>> begin Excerpt provided

The cast is strong across the board. It's the best work Stiller has done in a while, even besting his amusing turn in Wes Anderson's The Royal Tenenbaums. Rhy Ifans deserves special note for his marvelously low-key depiction of Greenburg's closest, and therefore most harried, friend. Greta Gerwig shows promise, but she's poorly served by the script (and the director), who reduce her character to a series of shleppy tics. Harris Savides, one of the best DPs working today, again produces exemplary work which fits the mood of the piece perfectly and yet has a subtle, stylish flair with light. Basically, all of the elements are strong to very strong, with the only notable exception being the writing. It's been said before that a director's number one job is the management of tone - the maintaining of an emotional through-line that grows organically out of the story, rather than being imposed in an arbitrary or sloppy way. This is something Baumbach does very well, even in his less successful films. It's difficult to talk about tone with great precision, but it's closely related to that mysterious extra element that makes art more than the sum of it's parts. Because it can't be reduced, it's hard to tell exactly how it's done - it's an effect produced in the aggregate, the combination of things that only appear more complex the closer you look. This isn't some kind of dodge - tone can be discussed, but when discussing the contribution of the director to this, is usually where the term "instinct" gains the most relevance.

>> end Excerpt provided
>> begin Provided data

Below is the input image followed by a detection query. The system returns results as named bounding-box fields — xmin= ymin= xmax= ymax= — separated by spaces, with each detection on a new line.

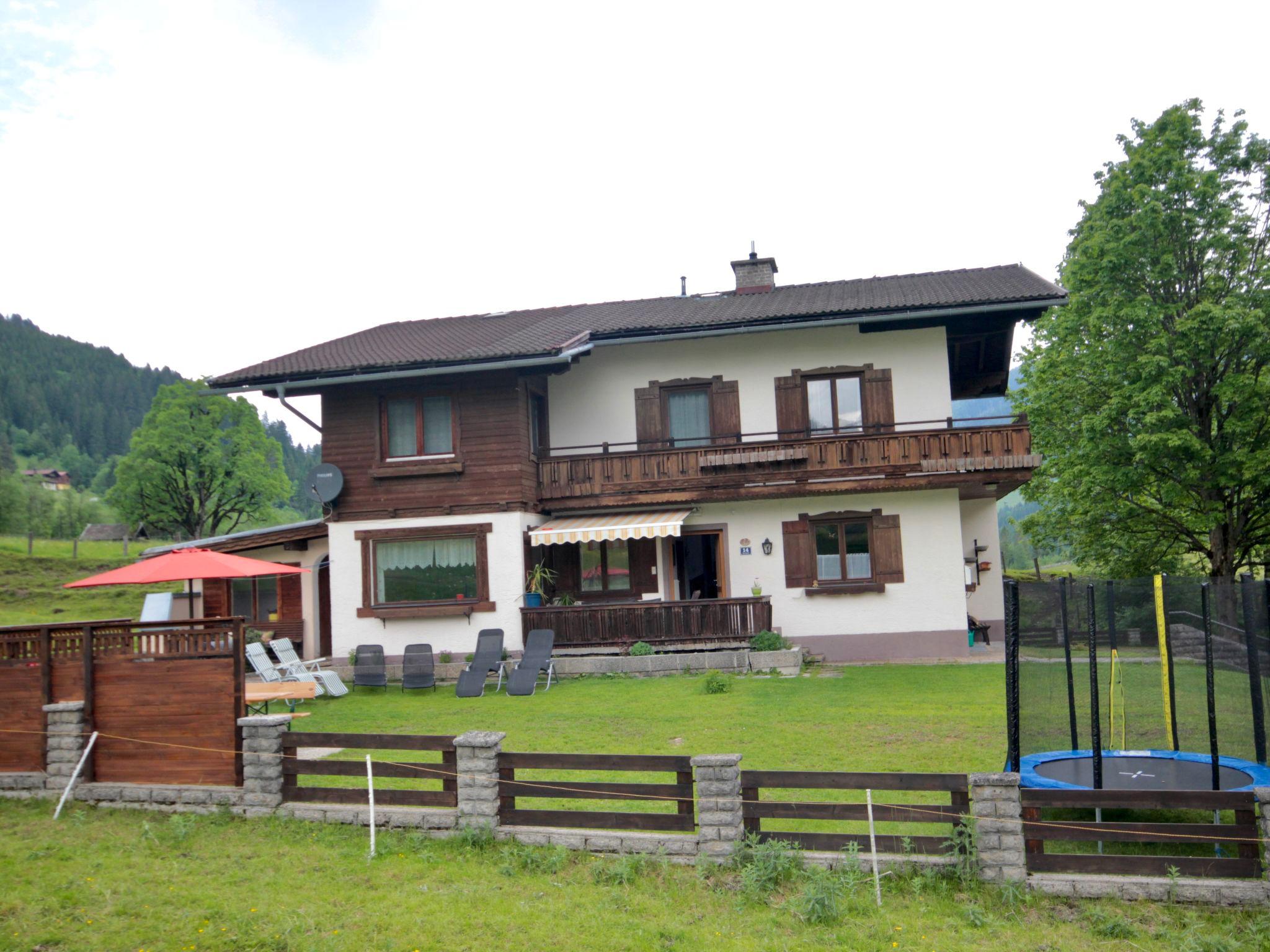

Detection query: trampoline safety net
xmin=1006 ymin=576 xmax=1270 ymax=769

>> end Provided data

> _To-do list_
(a) Summarize the film review excerpt in two sentences.
(b) Write what comes next in the film review, picking up right after its final sentence.

> _Answers to the exercises_
(a) The review finds nearly every element of the film strong, praising Stiller's best work in a while, Ifans's low-key turn as the closest friend, and Harris Savides's cinematography, while noting that Greta Gerwig is poorly served and that the writing is the one notable weakness. It argues that a director's main job is managing tone, which Baumbach does well even in his lesser films, though tone is hard to pin down because it arises from the combination of parts and is where the director's "instinct" matters most.

(b)
And Baumbach has good instincts. He knows how to keep Greenberg from becoming too shrill and repulsive - understands how to keep the audience interested in this jerk, but still aware of the fact that he is, by any measure, a jerk. But of course, viewers invest because it's clear that Greenberg himself is aware of his jerkitude, even if his awareness is merely nascent. He's a rebel without a cause, or, if you like, without a clue - the protagonist in what can be interpreted as a vaguely po-mo riff on the Brando's role in movie of the same title. It's just that Greenberg knows he's not a nice guy, and it bothers him, as does his general fecklessness, even if he occasionally gets away with suppressing that knowledge. At one point, a character asks him "what are you fighting against," to which Greenberg responds "what have you got?" This little nod comes in the midst of one of the film's weaker scenes, in which Greenberg hangs out and does drugs with young college-types - basically, kids half his age, and it doesn't really do much more than remind people how much things have changed, and also how little. There are still misfits, but the major exeption seems to be that they are now of all ages, and that we seem to be living in a culture in which its possible to get older without ever growing up. This isn't all that new, society-wise, but maybe the fact that this can be seen as admirable or attractive is.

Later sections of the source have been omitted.